* begin DATA LISTING *

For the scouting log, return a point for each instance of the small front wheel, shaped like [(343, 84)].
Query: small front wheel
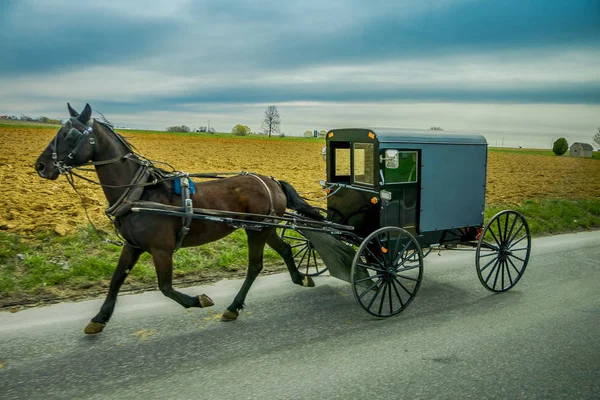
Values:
[(503, 251), (387, 271), (307, 260)]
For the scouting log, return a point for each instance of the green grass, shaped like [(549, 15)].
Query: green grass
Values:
[(536, 152), (81, 263)]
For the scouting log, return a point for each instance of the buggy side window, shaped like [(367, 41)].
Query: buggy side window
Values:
[(363, 163), (340, 163), (407, 170)]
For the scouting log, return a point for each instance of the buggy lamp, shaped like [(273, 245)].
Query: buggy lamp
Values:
[(385, 195)]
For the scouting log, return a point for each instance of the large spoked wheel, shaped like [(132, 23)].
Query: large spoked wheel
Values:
[(305, 256), (387, 271), (503, 251)]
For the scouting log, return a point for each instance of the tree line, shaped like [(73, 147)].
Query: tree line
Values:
[(271, 125), (27, 118)]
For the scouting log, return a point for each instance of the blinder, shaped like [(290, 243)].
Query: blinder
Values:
[(74, 138)]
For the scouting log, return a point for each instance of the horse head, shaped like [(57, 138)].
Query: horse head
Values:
[(72, 146)]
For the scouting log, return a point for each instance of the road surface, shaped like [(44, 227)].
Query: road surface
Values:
[(541, 340)]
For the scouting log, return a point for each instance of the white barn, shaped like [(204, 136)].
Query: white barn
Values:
[(579, 149)]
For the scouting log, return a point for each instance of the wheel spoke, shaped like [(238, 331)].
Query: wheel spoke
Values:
[(375, 258), (516, 269), (370, 267), (309, 253), (397, 294), (509, 235), (515, 234), (305, 248), (521, 249), (408, 277), (488, 264), (497, 273), (518, 258), (390, 297), (315, 261), (298, 245), (408, 268), (518, 241), (370, 288), (303, 255), (502, 273), (402, 286), (382, 297), (499, 230), (494, 236), (495, 253), (369, 278), (508, 272), (376, 294), (383, 255), (492, 270)]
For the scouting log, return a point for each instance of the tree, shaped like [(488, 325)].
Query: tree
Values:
[(560, 147), (176, 128), (271, 121), (240, 130), (597, 138)]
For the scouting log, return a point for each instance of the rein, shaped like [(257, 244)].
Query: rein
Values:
[(147, 169)]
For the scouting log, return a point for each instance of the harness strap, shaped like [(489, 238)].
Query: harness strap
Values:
[(272, 211), (132, 193), (186, 202)]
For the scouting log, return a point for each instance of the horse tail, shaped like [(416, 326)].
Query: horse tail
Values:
[(296, 202)]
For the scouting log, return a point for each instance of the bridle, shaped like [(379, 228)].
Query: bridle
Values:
[(75, 138)]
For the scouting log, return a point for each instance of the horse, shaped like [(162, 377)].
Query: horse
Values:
[(125, 175)]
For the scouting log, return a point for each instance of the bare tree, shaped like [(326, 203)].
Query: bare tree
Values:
[(271, 121), (597, 137)]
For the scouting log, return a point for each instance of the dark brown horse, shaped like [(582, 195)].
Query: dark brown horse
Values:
[(124, 175)]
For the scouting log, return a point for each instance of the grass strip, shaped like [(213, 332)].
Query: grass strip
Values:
[(53, 266)]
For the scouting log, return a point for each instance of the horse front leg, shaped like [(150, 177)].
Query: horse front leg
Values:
[(163, 263), (256, 247), (285, 251), (129, 256)]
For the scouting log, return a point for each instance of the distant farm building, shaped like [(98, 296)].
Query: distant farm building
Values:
[(578, 149)]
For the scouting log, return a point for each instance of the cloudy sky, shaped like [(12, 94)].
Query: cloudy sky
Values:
[(522, 71)]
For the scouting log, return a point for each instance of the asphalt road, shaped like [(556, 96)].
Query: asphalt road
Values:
[(541, 340)]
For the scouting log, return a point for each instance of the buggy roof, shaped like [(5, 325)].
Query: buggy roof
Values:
[(399, 135)]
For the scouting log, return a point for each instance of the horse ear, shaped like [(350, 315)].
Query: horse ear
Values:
[(72, 112), (85, 114)]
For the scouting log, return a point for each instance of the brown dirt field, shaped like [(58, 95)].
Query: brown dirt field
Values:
[(29, 204)]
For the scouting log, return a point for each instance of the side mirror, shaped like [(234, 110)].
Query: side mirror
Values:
[(391, 159)]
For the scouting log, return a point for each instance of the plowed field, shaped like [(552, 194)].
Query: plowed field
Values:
[(29, 204)]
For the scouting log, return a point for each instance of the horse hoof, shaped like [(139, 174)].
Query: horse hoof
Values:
[(308, 282), (229, 315), (93, 328), (205, 301)]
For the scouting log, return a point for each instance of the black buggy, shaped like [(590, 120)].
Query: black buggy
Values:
[(392, 196)]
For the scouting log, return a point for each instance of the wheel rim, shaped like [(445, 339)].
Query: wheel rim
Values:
[(307, 260), (387, 272), (503, 251)]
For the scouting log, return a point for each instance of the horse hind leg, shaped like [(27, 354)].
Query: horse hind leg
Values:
[(163, 263), (256, 247), (285, 251), (129, 256)]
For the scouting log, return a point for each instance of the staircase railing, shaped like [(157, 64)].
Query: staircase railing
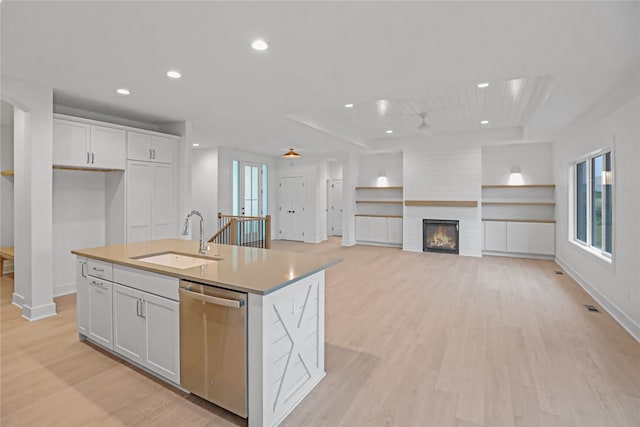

* end DATA LISTING *

# YOUR GOAL:
Rewrite only the part that opens with the line containing "like [(367, 41)]." and closes with the line containing "[(74, 138)]", both ends included and the requests kept. Shift every coordinate in the answers by adding 114 to each number.

# ANSWER TO THE TASK:
For the scouting log, return a point for each instance of the buggy side window, shaped like [(367, 41)].
Query: buggy side window
Values:
[(477, 277), (454, 277), (521, 284)]
For the scouting log, return a point for each instance of the buggy lamp, shaped like [(273, 245)].
Query: buggy lamp
Values:
[(499, 309)]
For the scouting log, return a point for each instance of the large spoked wheel, shaped like [(132, 23)].
Query: large spoked wheel
Values:
[(419, 370), (501, 385), (617, 365)]
For the scouting log, return a point for each instance of the tree line, shaped like [(73, 147)].
Query: tree line
Values:
[(385, 239), (141, 232)]
For the scouting log, return a point for each instance of the blinder, shaped like [(290, 243)].
Query: blinder
Values:
[(188, 252)]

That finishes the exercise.